• [Input material]
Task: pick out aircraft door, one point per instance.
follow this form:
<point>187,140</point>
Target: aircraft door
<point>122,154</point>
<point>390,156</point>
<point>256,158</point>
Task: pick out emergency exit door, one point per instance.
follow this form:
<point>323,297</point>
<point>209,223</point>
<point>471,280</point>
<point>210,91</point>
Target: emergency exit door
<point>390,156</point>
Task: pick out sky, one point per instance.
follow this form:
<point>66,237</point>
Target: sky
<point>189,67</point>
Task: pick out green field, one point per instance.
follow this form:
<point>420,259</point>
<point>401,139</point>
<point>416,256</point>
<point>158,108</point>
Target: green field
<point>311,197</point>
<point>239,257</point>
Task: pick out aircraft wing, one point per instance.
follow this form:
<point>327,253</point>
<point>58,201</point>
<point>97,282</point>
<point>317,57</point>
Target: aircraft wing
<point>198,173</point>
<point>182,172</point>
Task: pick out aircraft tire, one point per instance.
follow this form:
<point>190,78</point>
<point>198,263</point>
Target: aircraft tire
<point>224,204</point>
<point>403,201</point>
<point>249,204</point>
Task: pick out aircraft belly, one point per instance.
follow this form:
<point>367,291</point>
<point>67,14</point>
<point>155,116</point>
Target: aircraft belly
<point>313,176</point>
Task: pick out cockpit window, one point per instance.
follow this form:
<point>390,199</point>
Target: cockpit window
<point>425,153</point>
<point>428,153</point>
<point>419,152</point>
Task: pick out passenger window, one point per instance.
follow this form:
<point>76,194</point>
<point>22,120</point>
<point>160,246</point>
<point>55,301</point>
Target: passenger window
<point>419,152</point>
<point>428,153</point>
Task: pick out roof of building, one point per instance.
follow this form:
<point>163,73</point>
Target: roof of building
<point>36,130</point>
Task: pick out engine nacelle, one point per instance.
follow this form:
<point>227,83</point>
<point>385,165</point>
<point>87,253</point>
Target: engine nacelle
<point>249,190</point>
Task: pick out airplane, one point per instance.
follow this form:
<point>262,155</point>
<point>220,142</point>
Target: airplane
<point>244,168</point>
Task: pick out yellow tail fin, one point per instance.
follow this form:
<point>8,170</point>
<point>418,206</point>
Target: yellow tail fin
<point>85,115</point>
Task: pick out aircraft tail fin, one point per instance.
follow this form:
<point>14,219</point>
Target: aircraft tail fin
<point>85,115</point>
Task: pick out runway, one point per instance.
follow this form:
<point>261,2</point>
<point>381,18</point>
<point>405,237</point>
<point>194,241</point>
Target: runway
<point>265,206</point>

• [What is being asked] Please write out the whole listing exactly as given.

• [Reply to the exercise]
Task: pick out aircraft door, one point per instance.
follow this form:
<point>187,140</point>
Target: aircraft door
<point>122,154</point>
<point>390,156</point>
<point>256,158</point>
Task: pick out emergency exit door, one point per instance.
follow this form:
<point>323,297</point>
<point>209,223</point>
<point>471,280</point>
<point>210,91</point>
Target: emergency exit door
<point>390,156</point>
Task: pick out sky, one point per instance.
follow this form:
<point>66,237</point>
Target: sky
<point>189,67</point>
Task: pick out green field, one point per instance.
follow this form:
<point>420,259</point>
<point>401,139</point>
<point>416,256</point>
<point>158,108</point>
Target: green field
<point>311,197</point>
<point>239,257</point>
Task: pick out aircraft wing, one point per instance.
follow this form:
<point>327,253</point>
<point>58,201</point>
<point>97,282</point>
<point>317,57</point>
Target: aircraft wing
<point>198,173</point>
<point>182,172</point>
Task: pick out aircraft tire, one point per instance.
follow this form:
<point>190,78</point>
<point>198,263</point>
Target: aircraft tire
<point>224,204</point>
<point>403,201</point>
<point>249,204</point>
Task: pick out aircraft belly, one point per instance.
follow this form:
<point>367,291</point>
<point>67,14</point>
<point>155,116</point>
Target: aircraft belly
<point>313,176</point>
Task: pick out cockpit window, one point per instance.
follow this form:
<point>390,199</point>
Target: cockpit window
<point>425,153</point>
<point>428,153</point>
<point>419,152</point>
Task: pick out passenger window, one point per instance.
follow this form:
<point>76,194</point>
<point>22,120</point>
<point>160,246</point>
<point>55,301</point>
Target: passenger window
<point>419,152</point>
<point>428,153</point>
Task: pick out roof of building, one point per instance.
follow this form:
<point>163,73</point>
Target: roof of building
<point>36,130</point>
Task: pick out engine nacelle, one point per instance.
follow this form:
<point>227,83</point>
<point>385,165</point>
<point>87,253</point>
Target: engine nacelle
<point>249,190</point>
Task: pick out airplane, one point per instance.
follow this form:
<point>262,155</point>
<point>220,142</point>
Target: airplane
<point>244,168</point>
Task: pick out yellow tail fin, one point per instance.
follow this form:
<point>8,170</point>
<point>418,206</point>
Target: yellow tail fin
<point>85,115</point>
Task: pick out aircraft tail fin, one point per instance.
follow this form:
<point>14,219</point>
Target: aircraft tail fin
<point>85,115</point>
Task: pick out runway, one point per instance.
follow this form:
<point>261,2</point>
<point>381,18</point>
<point>405,237</point>
<point>194,241</point>
Target: runway
<point>265,206</point>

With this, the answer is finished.